◆ TEXT SEGMENT ◆
--------------------------------

Damian Scott v. State
01-15-00054-CR
Tex. App.Jun 16, 2015Background
- On Dec. 1, 2013 HPD Officers Brewster and Rothberg stopped Damian Scott, who was riding a bicycle at night, citing traffic violations; officers used marked patrol car lights and a spotlight and told him to stop.
- Officers asked Scott to identify himself and, according to Brewster, asked whether he had a crack pipe; Brewster testified Scott replied he had a crack pipe in his front jacket pocket.
- Brewster said that reply gave probable cause to search; officers recovered a crack pipe and, while handcuffing Scott, discovered a pistol; Scott then fled.
- Scott testified he refused consent to search and that officers searched him anyway; the record contains no Miranda warnings or recording of any custodial statement.
- At trial the court denied Scott’s pretrial motion to suppress detention, arrest, and fruits of the search; Scott pleaded guilty at bench trial and received concurrent prison terms; he appealed arguing ineffective assistance for failure to move to suppress the incriminating statement.

--------------------------------

◆ EXTRACTED INFORMATION ◆
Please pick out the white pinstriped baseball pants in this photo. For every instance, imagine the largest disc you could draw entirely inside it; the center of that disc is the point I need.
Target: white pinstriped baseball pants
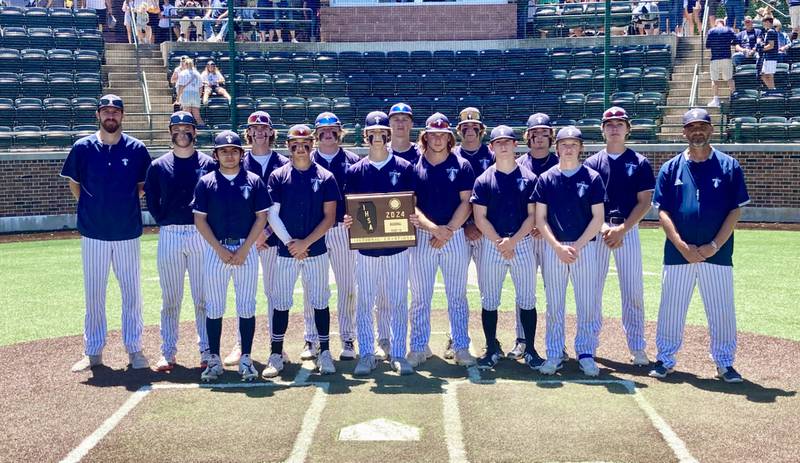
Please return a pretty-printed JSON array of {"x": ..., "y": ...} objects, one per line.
[
  {"x": 628, "y": 260},
  {"x": 181, "y": 249},
  {"x": 453, "y": 258},
  {"x": 583, "y": 274},
  {"x": 716, "y": 291},
  {"x": 493, "y": 270},
  {"x": 387, "y": 275},
  {"x": 245, "y": 283},
  {"x": 123, "y": 258}
]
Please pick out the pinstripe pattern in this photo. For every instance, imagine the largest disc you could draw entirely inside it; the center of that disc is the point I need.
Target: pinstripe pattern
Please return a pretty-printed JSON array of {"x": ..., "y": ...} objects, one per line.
[
  {"x": 494, "y": 268},
  {"x": 181, "y": 249},
  {"x": 123, "y": 258},
  {"x": 582, "y": 273},
  {"x": 716, "y": 291},
  {"x": 245, "y": 283},
  {"x": 387, "y": 275},
  {"x": 453, "y": 259},
  {"x": 628, "y": 260}
]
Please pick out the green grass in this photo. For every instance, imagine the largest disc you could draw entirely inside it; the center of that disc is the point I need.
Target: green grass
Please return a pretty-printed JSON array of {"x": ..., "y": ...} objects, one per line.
[{"x": 41, "y": 294}]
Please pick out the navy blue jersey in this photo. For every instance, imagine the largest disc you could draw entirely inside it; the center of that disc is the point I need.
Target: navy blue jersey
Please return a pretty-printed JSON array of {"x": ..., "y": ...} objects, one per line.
[
  {"x": 438, "y": 187},
  {"x": 302, "y": 196},
  {"x": 623, "y": 179},
  {"x": 569, "y": 200},
  {"x": 363, "y": 177},
  {"x": 538, "y": 166},
  {"x": 698, "y": 197},
  {"x": 480, "y": 160},
  {"x": 109, "y": 175},
  {"x": 338, "y": 167},
  {"x": 169, "y": 186},
  {"x": 505, "y": 196},
  {"x": 275, "y": 160}
]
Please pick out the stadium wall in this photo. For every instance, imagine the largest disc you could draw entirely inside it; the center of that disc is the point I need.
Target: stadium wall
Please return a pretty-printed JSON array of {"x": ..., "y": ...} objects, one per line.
[{"x": 33, "y": 197}]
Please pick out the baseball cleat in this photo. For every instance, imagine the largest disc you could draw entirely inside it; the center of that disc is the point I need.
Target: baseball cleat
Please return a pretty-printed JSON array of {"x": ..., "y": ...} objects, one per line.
[
  {"x": 138, "y": 361},
  {"x": 246, "y": 368},
  {"x": 325, "y": 363},
  {"x": 165, "y": 364},
  {"x": 274, "y": 366},
  {"x": 87, "y": 362},
  {"x": 234, "y": 357},
  {"x": 310, "y": 351},
  {"x": 365, "y": 365}
]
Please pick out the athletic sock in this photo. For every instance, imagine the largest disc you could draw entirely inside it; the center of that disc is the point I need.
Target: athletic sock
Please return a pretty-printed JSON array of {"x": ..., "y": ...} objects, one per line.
[
  {"x": 214, "y": 330},
  {"x": 280, "y": 321},
  {"x": 489, "y": 322},
  {"x": 322, "y": 320},
  {"x": 528, "y": 320},
  {"x": 247, "y": 328}
]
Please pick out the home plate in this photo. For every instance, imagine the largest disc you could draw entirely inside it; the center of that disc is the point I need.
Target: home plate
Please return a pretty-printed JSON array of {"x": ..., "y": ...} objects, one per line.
[{"x": 379, "y": 429}]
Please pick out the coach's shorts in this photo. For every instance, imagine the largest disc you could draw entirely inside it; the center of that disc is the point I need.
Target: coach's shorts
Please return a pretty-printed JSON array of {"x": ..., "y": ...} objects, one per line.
[
  {"x": 769, "y": 67},
  {"x": 721, "y": 69}
]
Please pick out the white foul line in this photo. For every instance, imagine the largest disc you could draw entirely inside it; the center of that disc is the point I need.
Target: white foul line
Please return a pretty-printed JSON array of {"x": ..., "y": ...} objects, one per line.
[{"x": 108, "y": 425}]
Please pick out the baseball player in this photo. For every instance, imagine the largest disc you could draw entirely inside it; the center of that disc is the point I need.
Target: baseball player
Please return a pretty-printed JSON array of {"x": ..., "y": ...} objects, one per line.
[
  {"x": 443, "y": 184},
  {"x": 230, "y": 211},
  {"x": 169, "y": 190},
  {"x": 629, "y": 182},
  {"x": 539, "y": 137},
  {"x": 381, "y": 270},
  {"x": 504, "y": 212},
  {"x": 328, "y": 154},
  {"x": 569, "y": 214},
  {"x": 106, "y": 173},
  {"x": 261, "y": 160},
  {"x": 699, "y": 195},
  {"x": 305, "y": 197}
]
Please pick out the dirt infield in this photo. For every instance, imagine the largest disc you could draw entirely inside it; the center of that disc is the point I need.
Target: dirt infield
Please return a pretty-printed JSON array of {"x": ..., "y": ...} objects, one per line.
[{"x": 48, "y": 410}]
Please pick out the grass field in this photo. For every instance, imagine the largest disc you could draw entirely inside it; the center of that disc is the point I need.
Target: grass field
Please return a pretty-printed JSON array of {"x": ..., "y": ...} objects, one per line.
[{"x": 42, "y": 292}]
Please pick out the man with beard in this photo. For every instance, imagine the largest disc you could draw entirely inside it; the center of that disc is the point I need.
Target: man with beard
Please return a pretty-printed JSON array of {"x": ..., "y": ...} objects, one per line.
[
  {"x": 106, "y": 172},
  {"x": 169, "y": 189},
  {"x": 699, "y": 246}
]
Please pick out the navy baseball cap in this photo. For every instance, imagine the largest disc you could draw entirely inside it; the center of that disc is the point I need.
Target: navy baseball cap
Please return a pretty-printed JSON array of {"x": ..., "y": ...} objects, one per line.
[
  {"x": 696, "y": 115},
  {"x": 227, "y": 138},
  {"x": 110, "y": 100},
  {"x": 503, "y": 132},
  {"x": 400, "y": 108},
  {"x": 376, "y": 120},
  {"x": 569, "y": 132},
  {"x": 182, "y": 117},
  {"x": 539, "y": 121}
]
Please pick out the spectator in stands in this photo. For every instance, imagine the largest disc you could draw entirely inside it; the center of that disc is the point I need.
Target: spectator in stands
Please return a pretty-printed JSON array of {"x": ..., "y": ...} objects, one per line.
[
  {"x": 746, "y": 49},
  {"x": 720, "y": 39},
  {"x": 188, "y": 90},
  {"x": 213, "y": 83},
  {"x": 770, "y": 54}
]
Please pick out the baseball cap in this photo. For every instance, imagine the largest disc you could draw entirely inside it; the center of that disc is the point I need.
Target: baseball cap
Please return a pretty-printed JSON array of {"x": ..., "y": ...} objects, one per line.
[
  {"x": 539, "y": 121},
  {"x": 227, "y": 138},
  {"x": 110, "y": 100},
  {"x": 182, "y": 117},
  {"x": 259, "y": 118},
  {"x": 299, "y": 132},
  {"x": 569, "y": 132},
  {"x": 503, "y": 132},
  {"x": 400, "y": 108},
  {"x": 696, "y": 115},
  {"x": 376, "y": 120}
]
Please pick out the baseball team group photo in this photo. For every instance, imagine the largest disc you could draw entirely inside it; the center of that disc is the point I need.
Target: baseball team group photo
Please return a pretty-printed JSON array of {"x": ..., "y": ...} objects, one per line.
[{"x": 573, "y": 238}]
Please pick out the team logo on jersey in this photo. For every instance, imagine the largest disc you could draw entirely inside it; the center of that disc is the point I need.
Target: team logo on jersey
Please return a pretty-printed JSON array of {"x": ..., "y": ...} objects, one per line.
[
  {"x": 394, "y": 177},
  {"x": 582, "y": 187},
  {"x": 451, "y": 173}
]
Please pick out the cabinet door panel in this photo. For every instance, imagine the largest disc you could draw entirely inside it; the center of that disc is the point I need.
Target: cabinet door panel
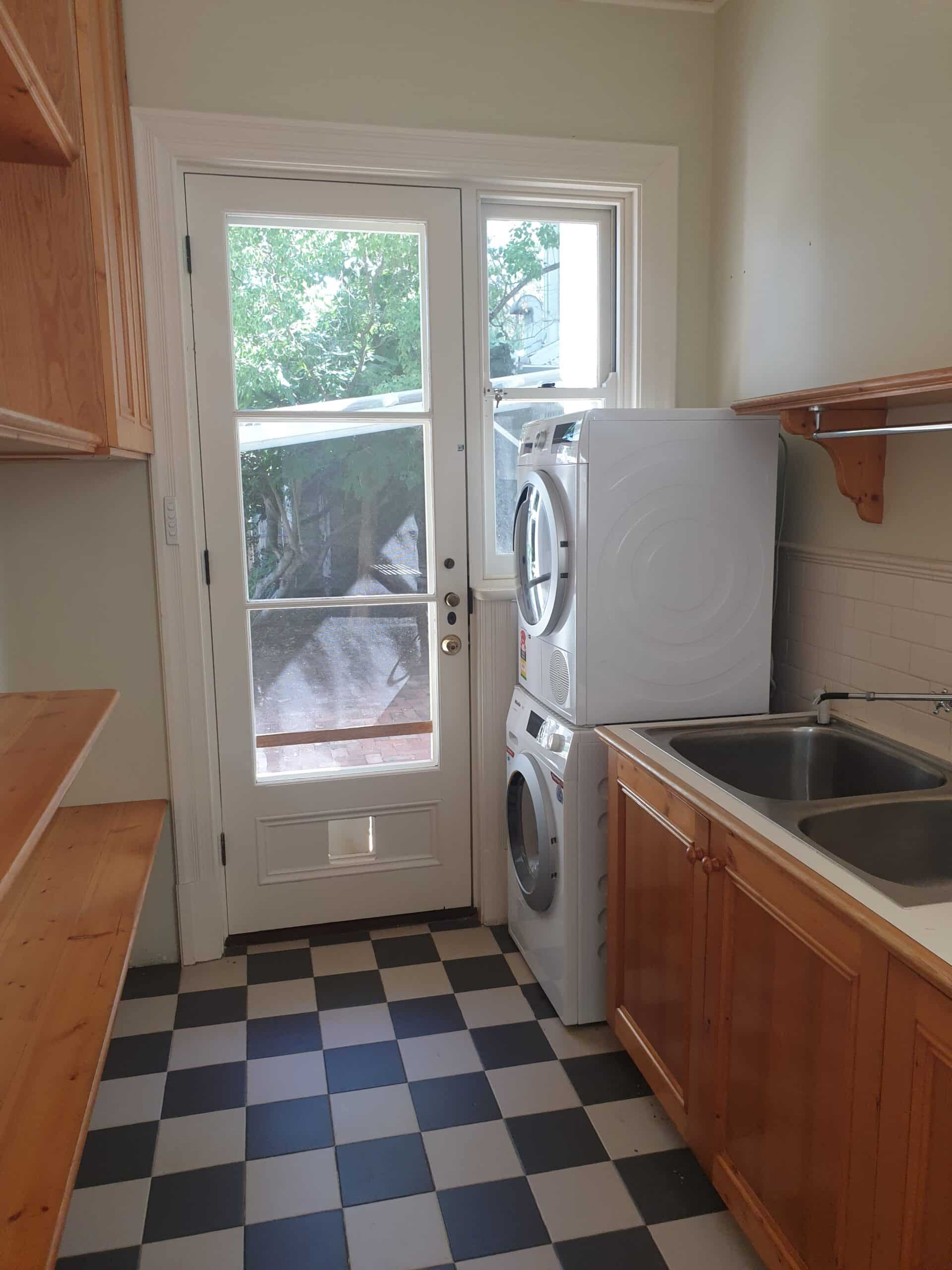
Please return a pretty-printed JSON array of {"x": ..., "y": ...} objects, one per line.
[
  {"x": 656, "y": 922},
  {"x": 914, "y": 1180},
  {"x": 799, "y": 1005}
]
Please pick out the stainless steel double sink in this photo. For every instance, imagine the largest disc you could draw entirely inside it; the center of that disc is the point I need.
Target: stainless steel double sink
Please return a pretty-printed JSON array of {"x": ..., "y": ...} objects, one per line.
[{"x": 880, "y": 808}]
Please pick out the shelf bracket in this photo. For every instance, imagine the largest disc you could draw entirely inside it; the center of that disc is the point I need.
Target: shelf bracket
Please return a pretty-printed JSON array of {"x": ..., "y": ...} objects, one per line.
[{"x": 860, "y": 463}]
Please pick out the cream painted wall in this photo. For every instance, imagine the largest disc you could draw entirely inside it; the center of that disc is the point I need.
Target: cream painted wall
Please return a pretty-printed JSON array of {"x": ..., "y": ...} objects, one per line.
[
  {"x": 832, "y": 250},
  {"x": 551, "y": 67},
  {"x": 78, "y": 562}
]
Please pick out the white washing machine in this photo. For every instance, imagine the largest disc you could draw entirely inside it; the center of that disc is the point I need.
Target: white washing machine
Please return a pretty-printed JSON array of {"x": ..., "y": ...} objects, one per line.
[
  {"x": 644, "y": 563},
  {"x": 556, "y": 807}
]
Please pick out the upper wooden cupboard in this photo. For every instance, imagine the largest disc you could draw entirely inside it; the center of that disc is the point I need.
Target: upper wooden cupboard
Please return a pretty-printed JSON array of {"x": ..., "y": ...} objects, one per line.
[{"x": 73, "y": 353}]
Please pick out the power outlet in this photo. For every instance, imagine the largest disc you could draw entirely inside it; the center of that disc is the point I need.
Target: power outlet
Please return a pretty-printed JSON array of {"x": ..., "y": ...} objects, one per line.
[{"x": 172, "y": 521}]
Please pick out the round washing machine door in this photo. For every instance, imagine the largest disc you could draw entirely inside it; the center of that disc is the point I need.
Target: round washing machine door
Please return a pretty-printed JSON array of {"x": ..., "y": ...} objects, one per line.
[
  {"x": 541, "y": 548},
  {"x": 534, "y": 845}
]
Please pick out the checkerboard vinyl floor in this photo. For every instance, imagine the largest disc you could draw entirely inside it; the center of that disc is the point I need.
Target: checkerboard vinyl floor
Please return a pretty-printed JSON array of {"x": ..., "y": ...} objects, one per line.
[{"x": 395, "y": 1100}]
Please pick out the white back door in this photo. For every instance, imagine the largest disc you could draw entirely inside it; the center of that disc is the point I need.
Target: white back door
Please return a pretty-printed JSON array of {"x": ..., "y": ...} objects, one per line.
[{"x": 328, "y": 327}]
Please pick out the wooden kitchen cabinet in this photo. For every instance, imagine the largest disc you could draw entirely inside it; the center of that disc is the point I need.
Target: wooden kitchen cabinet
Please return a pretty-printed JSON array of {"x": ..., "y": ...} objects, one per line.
[
  {"x": 796, "y": 996},
  {"x": 73, "y": 356},
  {"x": 656, "y": 933},
  {"x": 914, "y": 1179},
  {"x": 801, "y": 1047}
]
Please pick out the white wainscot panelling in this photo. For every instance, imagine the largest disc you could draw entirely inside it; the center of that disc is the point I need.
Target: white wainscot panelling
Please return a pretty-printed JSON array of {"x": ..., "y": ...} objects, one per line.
[
  {"x": 494, "y": 674},
  {"x": 861, "y": 622}
]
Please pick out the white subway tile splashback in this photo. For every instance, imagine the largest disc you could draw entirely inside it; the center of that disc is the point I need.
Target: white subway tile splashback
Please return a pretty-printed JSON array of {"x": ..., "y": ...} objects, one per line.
[{"x": 866, "y": 627}]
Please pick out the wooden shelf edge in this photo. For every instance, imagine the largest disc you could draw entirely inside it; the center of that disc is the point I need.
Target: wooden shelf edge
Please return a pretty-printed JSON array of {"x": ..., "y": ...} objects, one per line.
[
  {"x": 32, "y": 130},
  {"x": 857, "y": 393},
  {"x": 67, "y": 930},
  {"x": 23, "y": 825},
  {"x": 22, "y": 431},
  {"x": 858, "y": 463}
]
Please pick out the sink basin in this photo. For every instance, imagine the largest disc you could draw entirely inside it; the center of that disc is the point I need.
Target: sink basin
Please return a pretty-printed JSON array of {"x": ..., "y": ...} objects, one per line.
[
  {"x": 803, "y": 761},
  {"x": 907, "y": 845}
]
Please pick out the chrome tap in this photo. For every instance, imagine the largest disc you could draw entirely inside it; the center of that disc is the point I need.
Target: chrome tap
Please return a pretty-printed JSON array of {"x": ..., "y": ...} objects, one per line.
[{"x": 944, "y": 700}]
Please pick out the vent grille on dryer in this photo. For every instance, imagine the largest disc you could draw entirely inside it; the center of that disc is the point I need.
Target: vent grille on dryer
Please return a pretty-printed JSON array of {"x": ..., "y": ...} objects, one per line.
[{"x": 559, "y": 677}]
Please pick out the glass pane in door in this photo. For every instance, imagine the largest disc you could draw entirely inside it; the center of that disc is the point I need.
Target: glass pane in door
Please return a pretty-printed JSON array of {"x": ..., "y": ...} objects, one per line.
[
  {"x": 327, "y": 318},
  {"x": 342, "y": 688},
  {"x": 543, "y": 302},
  {"x": 333, "y": 509}
]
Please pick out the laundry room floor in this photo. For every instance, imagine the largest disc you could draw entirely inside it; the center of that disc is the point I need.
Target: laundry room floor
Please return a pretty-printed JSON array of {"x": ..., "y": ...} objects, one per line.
[{"x": 395, "y": 1100}]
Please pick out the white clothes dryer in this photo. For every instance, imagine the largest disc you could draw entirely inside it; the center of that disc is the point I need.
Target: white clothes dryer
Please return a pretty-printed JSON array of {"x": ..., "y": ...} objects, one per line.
[
  {"x": 556, "y": 808},
  {"x": 644, "y": 563}
]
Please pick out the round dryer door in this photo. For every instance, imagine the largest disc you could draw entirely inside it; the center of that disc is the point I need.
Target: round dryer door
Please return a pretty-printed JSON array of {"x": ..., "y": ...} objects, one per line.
[
  {"x": 532, "y": 836},
  {"x": 541, "y": 548}
]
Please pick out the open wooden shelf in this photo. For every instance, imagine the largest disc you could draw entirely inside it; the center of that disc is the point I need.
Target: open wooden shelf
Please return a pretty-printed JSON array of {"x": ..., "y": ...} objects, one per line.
[
  {"x": 66, "y": 928},
  {"x": 860, "y": 463},
  {"x": 44, "y": 741},
  {"x": 32, "y": 128}
]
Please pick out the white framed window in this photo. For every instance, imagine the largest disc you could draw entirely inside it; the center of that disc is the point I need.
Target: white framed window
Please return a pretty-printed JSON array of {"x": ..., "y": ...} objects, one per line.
[{"x": 549, "y": 334}]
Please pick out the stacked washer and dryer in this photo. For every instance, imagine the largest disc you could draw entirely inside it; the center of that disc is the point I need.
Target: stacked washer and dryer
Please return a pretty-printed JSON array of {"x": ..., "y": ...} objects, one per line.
[{"x": 644, "y": 573}]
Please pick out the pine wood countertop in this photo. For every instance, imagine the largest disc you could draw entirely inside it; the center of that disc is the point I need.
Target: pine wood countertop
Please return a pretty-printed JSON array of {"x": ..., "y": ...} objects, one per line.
[
  {"x": 66, "y": 928},
  {"x": 45, "y": 737}
]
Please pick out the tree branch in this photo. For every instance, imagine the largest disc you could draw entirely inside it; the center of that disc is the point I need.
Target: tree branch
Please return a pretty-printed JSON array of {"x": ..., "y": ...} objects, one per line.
[{"x": 516, "y": 290}]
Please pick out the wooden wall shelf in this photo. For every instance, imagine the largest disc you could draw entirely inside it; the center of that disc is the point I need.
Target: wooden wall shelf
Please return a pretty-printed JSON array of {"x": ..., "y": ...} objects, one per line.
[
  {"x": 45, "y": 737},
  {"x": 66, "y": 929},
  {"x": 860, "y": 463}
]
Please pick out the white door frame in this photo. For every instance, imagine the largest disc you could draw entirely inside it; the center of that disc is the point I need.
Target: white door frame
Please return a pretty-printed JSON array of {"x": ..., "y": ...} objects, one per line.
[{"x": 644, "y": 178}]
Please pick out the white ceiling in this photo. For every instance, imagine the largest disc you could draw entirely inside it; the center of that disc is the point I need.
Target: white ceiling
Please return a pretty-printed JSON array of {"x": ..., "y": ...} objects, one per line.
[{"x": 692, "y": 5}]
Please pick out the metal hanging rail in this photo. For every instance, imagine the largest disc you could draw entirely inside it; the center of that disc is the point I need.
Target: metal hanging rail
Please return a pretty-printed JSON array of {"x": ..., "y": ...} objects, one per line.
[{"x": 896, "y": 430}]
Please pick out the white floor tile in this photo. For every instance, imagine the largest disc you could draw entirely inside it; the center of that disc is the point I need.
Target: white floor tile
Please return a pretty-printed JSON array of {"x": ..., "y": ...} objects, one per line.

--------------------------------

◆ GIVEN REQUEST ◆
Rewrite the background of the Damian Scott appeal starting at "- Officers asked" and ending at "any custodial statement.", changing "crack pipe" to "glass pipe" throughout.

◆ FINAL ANSWER ◆
- Officers asked Scott to identify himself and, according to Brewster, asked whether he had a glass pipe; Brewster testified Scott replied he had a glass pipe in his front jacket pocket.
- Brewster said that reply gave probable cause to search; officers recovered a glass pipe and, while handcuffing Scott, discovered a pistol; Scott then fled.
- Scott testified he refused consent to search and that officers searched him anyway; the record contains no Miranda warnings or recording of any custodial statement.